## ПРИВЕДЁННЫЙ ОТРЫВОК
/---
Боярин А. С. Матвеев не где-нибудь, а в
челобитной мастерски описывает поведение некоего гуляки (очень может
быть, намереваясь развлечь царя): «От всех друзей его возили, через
лошадь и седло перекиня пьяного; в корете — положа вверх ногами
пьянаго…»
Можно по-разному относиться к протопопу
Аввакуму, и уж, во всяком случае, учить он пытался по большей степени
совершенно чудовищным вещам. Но язык, котором написаны его «Книга
бесед», «Книга толкований», «Житие», написанные между 1672 и 1675
годами, — это никак не условный язык средневекового книжника. Не говоря о
том, что автор этих произведений хорошо известен, и сам ведь протопоп
Аввакум вовсе не скрывает своего авторства. «Не скрывает» не в том
смысле, что не выпячивает, нет! А совершенно открыто говорит от первого
лица, предлагая читателю свои мнения по различным вопросам, свою
позицию, свое отношение к действительности. И украшая свои сугубо
индивидуальные изречения столь же личностными художественными
украшениями.
Аввакума чрезвычайно заботило, что
монахи после реформы Никона начали «препоясываться» не «по чреслам», а
выше. Почему надо «препоясыватся» именно так, а не иначе, я не знаю.
\---
## ЗАДАЧА
Повторите дословно отрезок приведённого отрывка от слов «Можно по-разному относиться» до слов «украшениями.» включительно.

## ИСХОДНЫЕ ДАННЫЕ
/---
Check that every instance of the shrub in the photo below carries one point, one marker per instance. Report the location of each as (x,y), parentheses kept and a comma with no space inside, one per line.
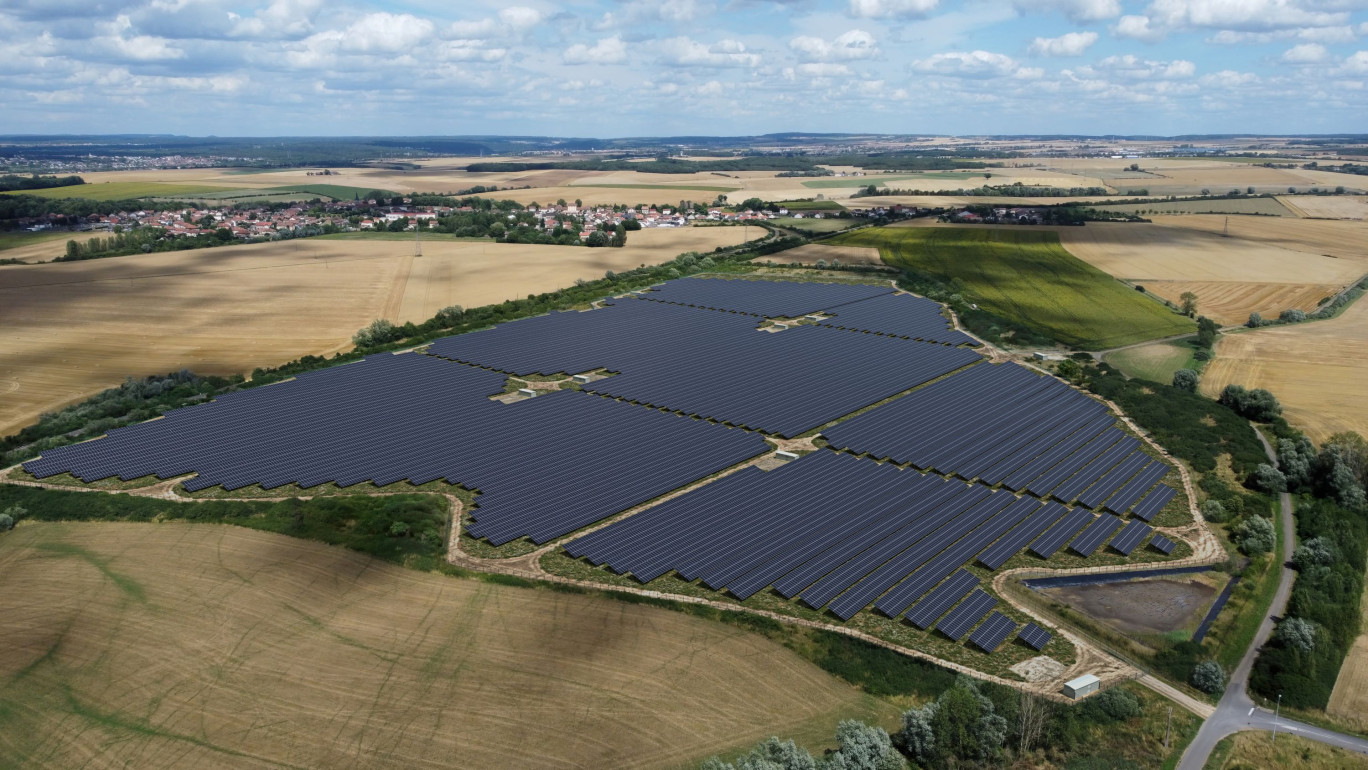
\---
## РЕШЕНИЕ ЗАДАЧИ
Можно по-разному относиться к протопопу
Аввакуму, и уж, во всяком случае, учить он пытался по большей степени
совершенно чудовищным вещам. Но язык, котором написаны его «Книга
бесед», «Книга толкований», «Житие», написанные между 1672 и 1675
годами, — это никак не условный язык средневекового книжника. Не говоря о
том, что автор этих произведений хорошо известен, и сам ведь протопоп
Аввакум вовсе не скрывает своего авторства. «Не скрывает» не в том
смысле, что не выпячивает, нет! А совершенно открыто говорит от первого
лица, предлагая читателю свои мнения по различным вопросам, свою
позицию, свое отношение к действительности. И украшая свои сугубо
индивидуальные изречения столь же личностными художественными
украшениями.